(A block of data)
# # # #

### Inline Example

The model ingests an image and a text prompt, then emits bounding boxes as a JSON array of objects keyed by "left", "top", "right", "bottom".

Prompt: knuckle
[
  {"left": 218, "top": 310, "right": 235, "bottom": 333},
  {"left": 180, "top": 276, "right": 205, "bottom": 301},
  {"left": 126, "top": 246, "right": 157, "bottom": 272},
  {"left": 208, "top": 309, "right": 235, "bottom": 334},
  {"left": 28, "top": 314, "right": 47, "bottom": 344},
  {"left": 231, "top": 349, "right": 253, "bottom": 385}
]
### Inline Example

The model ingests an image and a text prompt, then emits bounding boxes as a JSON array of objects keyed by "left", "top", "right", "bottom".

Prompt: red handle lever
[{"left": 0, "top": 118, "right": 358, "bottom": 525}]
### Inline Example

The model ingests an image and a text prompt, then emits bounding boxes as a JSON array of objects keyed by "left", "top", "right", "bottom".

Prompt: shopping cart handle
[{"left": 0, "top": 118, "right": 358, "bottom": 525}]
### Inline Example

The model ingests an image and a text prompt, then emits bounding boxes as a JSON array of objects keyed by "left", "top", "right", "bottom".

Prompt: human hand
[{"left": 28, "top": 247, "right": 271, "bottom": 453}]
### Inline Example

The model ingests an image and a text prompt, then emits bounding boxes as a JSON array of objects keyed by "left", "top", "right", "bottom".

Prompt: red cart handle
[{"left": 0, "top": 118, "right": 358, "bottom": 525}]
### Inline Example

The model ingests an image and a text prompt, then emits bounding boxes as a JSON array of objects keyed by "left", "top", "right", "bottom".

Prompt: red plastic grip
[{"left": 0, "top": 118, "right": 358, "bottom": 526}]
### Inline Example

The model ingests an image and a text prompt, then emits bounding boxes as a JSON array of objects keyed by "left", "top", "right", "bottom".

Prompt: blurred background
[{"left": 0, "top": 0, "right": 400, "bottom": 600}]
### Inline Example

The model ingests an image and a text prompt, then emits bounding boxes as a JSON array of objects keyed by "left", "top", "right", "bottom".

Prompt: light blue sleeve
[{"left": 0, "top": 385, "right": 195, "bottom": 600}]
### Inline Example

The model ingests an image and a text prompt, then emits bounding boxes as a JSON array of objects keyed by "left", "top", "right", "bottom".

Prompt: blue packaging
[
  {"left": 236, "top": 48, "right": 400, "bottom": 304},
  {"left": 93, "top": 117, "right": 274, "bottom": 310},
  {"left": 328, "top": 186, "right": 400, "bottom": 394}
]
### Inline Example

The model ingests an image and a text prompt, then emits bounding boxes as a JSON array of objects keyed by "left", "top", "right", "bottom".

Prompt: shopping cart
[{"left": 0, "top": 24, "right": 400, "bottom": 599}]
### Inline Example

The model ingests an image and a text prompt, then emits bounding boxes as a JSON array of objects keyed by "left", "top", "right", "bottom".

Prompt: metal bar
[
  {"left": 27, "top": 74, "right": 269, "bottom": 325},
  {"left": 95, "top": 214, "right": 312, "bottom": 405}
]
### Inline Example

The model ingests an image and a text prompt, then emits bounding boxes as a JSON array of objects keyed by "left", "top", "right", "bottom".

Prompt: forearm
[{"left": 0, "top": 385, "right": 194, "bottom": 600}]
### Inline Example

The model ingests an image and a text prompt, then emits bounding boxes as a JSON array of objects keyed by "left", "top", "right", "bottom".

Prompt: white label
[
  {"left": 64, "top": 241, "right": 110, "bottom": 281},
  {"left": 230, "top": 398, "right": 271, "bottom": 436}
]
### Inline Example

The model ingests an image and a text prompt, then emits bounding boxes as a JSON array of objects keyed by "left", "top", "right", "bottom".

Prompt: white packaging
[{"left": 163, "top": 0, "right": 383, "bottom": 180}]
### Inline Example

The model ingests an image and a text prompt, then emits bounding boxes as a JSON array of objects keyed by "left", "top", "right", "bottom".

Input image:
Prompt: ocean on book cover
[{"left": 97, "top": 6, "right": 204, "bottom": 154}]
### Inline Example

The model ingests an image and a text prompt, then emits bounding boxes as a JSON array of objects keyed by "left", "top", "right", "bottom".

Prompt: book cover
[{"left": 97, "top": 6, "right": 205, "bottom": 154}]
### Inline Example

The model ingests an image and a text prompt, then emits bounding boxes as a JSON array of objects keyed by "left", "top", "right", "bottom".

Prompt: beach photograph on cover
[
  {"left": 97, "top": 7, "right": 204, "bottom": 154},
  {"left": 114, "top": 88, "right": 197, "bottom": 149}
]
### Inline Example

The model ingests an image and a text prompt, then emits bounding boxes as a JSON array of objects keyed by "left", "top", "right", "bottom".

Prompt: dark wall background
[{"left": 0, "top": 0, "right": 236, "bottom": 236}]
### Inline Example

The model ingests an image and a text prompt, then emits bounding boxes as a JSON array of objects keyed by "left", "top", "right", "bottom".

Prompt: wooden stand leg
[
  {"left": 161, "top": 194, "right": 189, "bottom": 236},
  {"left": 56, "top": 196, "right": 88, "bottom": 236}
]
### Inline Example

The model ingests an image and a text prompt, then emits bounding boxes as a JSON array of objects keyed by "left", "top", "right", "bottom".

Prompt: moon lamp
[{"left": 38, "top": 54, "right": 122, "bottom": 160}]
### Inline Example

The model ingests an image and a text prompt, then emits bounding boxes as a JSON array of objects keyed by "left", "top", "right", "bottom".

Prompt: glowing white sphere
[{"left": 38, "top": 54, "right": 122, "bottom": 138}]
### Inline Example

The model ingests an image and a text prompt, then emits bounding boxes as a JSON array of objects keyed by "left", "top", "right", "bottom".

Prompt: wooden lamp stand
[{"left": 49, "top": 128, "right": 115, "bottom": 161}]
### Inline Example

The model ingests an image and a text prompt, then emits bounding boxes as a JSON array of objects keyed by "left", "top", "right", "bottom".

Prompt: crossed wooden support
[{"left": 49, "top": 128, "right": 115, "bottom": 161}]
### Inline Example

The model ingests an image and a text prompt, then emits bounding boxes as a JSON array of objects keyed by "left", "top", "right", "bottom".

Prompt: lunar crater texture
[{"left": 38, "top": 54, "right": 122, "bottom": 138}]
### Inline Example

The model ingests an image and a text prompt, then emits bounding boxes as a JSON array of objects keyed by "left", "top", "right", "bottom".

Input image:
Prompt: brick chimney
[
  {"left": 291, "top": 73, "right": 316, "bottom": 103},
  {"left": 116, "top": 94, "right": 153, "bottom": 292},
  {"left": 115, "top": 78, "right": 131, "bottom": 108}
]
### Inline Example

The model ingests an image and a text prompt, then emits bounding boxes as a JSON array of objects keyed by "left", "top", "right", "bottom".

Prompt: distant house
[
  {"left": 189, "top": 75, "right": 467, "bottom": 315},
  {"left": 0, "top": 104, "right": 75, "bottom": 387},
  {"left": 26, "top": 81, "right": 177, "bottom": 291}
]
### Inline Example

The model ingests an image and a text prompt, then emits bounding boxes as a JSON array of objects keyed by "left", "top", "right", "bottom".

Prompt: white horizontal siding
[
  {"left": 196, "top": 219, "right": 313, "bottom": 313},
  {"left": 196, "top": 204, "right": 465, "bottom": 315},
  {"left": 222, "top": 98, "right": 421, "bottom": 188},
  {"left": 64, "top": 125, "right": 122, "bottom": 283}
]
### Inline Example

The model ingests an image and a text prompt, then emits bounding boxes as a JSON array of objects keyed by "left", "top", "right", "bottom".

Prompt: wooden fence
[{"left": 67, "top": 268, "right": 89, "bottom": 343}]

# # # #

Copy down the whole of the data above, matching it exactly.

:: Solution for this task ::
### Inline Example

The model ingests an image and a text prompt, then emits bounding boxes as a JSON array of objects keyed by "left", "top", "right", "bottom".

Prompt: knuckle
[
  {"left": 218, "top": 310, "right": 235, "bottom": 333},
  {"left": 180, "top": 276, "right": 205, "bottom": 301},
  {"left": 126, "top": 246, "right": 157, "bottom": 272},
  {"left": 208, "top": 309, "right": 235, "bottom": 334},
  {"left": 28, "top": 314, "right": 47, "bottom": 344},
  {"left": 231, "top": 349, "right": 253, "bottom": 385}
]
### Inline Example

The model ingests an image and a text prompt, then emits bounding boxes as a JSON array of objects keyed by "left", "top", "right", "bottom".

Prompt: red handle lever
[{"left": 0, "top": 118, "right": 358, "bottom": 525}]
### Inline Example

The model ingests an image and a text prompt, then emits bounding boxes as a JSON array of objects keyed by "left", "top", "right", "bottom".

Prompt: shopping cart handle
[{"left": 0, "top": 118, "right": 358, "bottom": 525}]
### Inline Example

The model ingests an image and a text prompt, then emits bounding boxes as a JSON array of objects keyed by "left", "top", "right", "bottom".

Prompt: human hand
[{"left": 28, "top": 247, "right": 271, "bottom": 453}]
### Inline Example

The model ingests an image and a text prompt, then emits bounding boxes as a JSON array of objects keyed by "left", "top", "right", "bottom".

Prompt: red cart handle
[{"left": 0, "top": 118, "right": 358, "bottom": 525}]
### Inline Example

The model ingests an image and a text prompt, then emits bounding boxes as a JSON array of objects keyed by "left", "top", "right", "bottom".

Prompt: red plastic grip
[{"left": 0, "top": 118, "right": 358, "bottom": 526}]
### Inline Example

The model ingests an image and a text prompt, then emits bounding boxes as a JSON array of objects keyed by "left", "top", "right", "bottom".

Prompt: blurred background
[{"left": 0, "top": 0, "right": 400, "bottom": 600}]
### Inline Example

The model ingests an image and a text prompt, then emits bounding boxes as a JSON array of objects keyed by "left", "top", "right", "bottom".

Prompt: light blue sleeve
[{"left": 0, "top": 385, "right": 195, "bottom": 600}]
### Inline Example

The model ingests an image and a text prompt, then emits bounding boxes as a JSON array of objects keyed by "left", "top", "right", "bottom".

Prompt: blue packaging
[
  {"left": 236, "top": 48, "right": 400, "bottom": 304},
  {"left": 93, "top": 117, "right": 274, "bottom": 310},
  {"left": 328, "top": 186, "right": 400, "bottom": 394}
]
### Inline Example

The model ingests an image and a text prompt, then emits bounding boxes as a JSON array of objects keyed by "left", "top", "right", "bottom".

Prompt: shopping cart
[{"left": 0, "top": 24, "right": 400, "bottom": 599}]
### Inline Example

The model ingests an image and a text prompt, then emits bounding boxes as a JSON array of objects keyed by "left", "top", "right", "bottom".

Prompt: metal bar
[
  {"left": 27, "top": 74, "right": 269, "bottom": 325},
  {"left": 95, "top": 214, "right": 312, "bottom": 405}
]
### Inline Example

The model ingests an image and a text prompt, then emits bounding boxes as a JSON array of objects keyed by "left", "top", "right", "bottom".

Prompt: forearm
[{"left": 0, "top": 385, "right": 194, "bottom": 600}]
### Inline Example

The model ingests an image and a text prompt, then emits bounding boxes as a JSON array of objects keyed by "left", "top", "right", "bottom".

Prompt: white label
[
  {"left": 64, "top": 241, "right": 110, "bottom": 281},
  {"left": 230, "top": 398, "right": 271, "bottom": 436}
]
### Inline Example

The model ingests an image and a text prompt, then emits bounding boxes as a JSON array of objects keyed by "left", "top", "right", "bottom".

Prompt: white packaging
[{"left": 163, "top": 0, "right": 383, "bottom": 180}]
### Inline Example

The model ingests an image and a text prompt, then emits bounding boxes as a JSON array of objects keyed by "left", "top", "right", "bottom".

Input image:
Prompt: ocean on book cover
[{"left": 97, "top": 6, "right": 204, "bottom": 154}]
### Inline Example

The model ingests an image and a text prompt, then emits bounding boxes as a JSON array of objects keyed by "left", "top", "right", "bottom".

Prompt: book cover
[{"left": 97, "top": 6, "right": 205, "bottom": 154}]
### Inline Example

The model ingests an image and a text prompt, then emits bounding boxes as a JSON array of objects keyed by "left", "top", "right", "bottom".

Prompt: beach photograph on cover
[
  {"left": 97, "top": 7, "right": 204, "bottom": 154},
  {"left": 114, "top": 88, "right": 197, "bottom": 149}
]
### Inline Example

The model ingests an image and a text prompt, then emits bounding boxes as a JSON array of objects keyed by "left", "top", "right", "bottom".

Prompt: dark wall background
[{"left": 0, "top": 0, "right": 236, "bottom": 236}]
### Inline Example

The model ingests an image and a text prompt, then emits bounding boxes as a JSON array of objects keyed by "left", "top", "right", "bottom".

Prompt: wooden stand leg
[
  {"left": 161, "top": 194, "right": 189, "bottom": 236},
  {"left": 56, "top": 196, "right": 88, "bottom": 236}
]
### Inline Example

The model ingests an image and a text prompt, then emits bounding boxes as a JSON array of objects keyed by "left", "top", "right", "bottom".

Prompt: moon lamp
[{"left": 38, "top": 54, "right": 122, "bottom": 160}]
### Inline Example

The model ingests an image and a text prompt, then emits bounding boxes as a JSON array of objects keyed by "left", "top", "right", "bottom".

Prompt: glowing white sphere
[{"left": 38, "top": 54, "right": 122, "bottom": 138}]
### Inline Example

The model ingests an image and a text prompt, then emits bounding boxes as a JSON array of objects keyed by "left", "top", "right", "bottom".

Prompt: wooden lamp stand
[{"left": 49, "top": 128, "right": 115, "bottom": 161}]
### Inline Example

The model ingests an image and a text prompt, then emits bounding boxes as a JSON array of objects keyed by "left", "top", "right", "bottom".

Prompt: crossed wooden support
[{"left": 49, "top": 128, "right": 115, "bottom": 161}]
### Inline Example

The model ingests an image and a text prompt, then emits bounding boxes as a JSON array of objects keyed by "left", "top", "right", "bottom".

Prompt: lunar crater texture
[{"left": 38, "top": 54, "right": 122, "bottom": 138}]
### Inline Example

The model ingests an image and a text prompt, then emits bounding boxes as a JSON array of objects keyed by "left", "top", "right", "bottom".

Input image:
Prompt: brick chimney
[
  {"left": 291, "top": 73, "right": 316, "bottom": 103},
  {"left": 116, "top": 94, "right": 153, "bottom": 292},
  {"left": 115, "top": 78, "right": 131, "bottom": 108}
]
### Inline Example

The model ingests an image and a text prompt, then emits bounding boxes as a JSON array of objects keyed by "left", "top", "right", "bottom".

Prompt: distant house
[
  {"left": 189, "top": 75, "right": 467, "bottom": 315},
  {"left": 0, "top": 104, "right": 75, "bottom": 387},
  {"left": 26, "top": 81, "right": 177, "bottom": 291}
]
### Inline Example

The model ingests an image and a text prompt, then emits bounding boxes as a JSON array of objects keyed by "left", "top", "right", "bottom".

Prompt: white horizontal siding
[
  {"left": 196, "top": 219, "right": 313, "bottom": 313},
  {"left": 196, "top": 204, "right": 465, "bottom": 315},
  {"left": 222, "top": 98, "right": 421, "bottom": 188},
  {"left": 64, "top": 125, "right": 122, "bottom": 283}
]
### Inline Example

The model ingests an image and a text prompt, then emits bounding boxes as a JSON array of objects keyed by "left", "top", "right", "bottom".

Prompt: wooden fence
[{"left": 67, "top": 268, "right": 89, "bottom": 343}]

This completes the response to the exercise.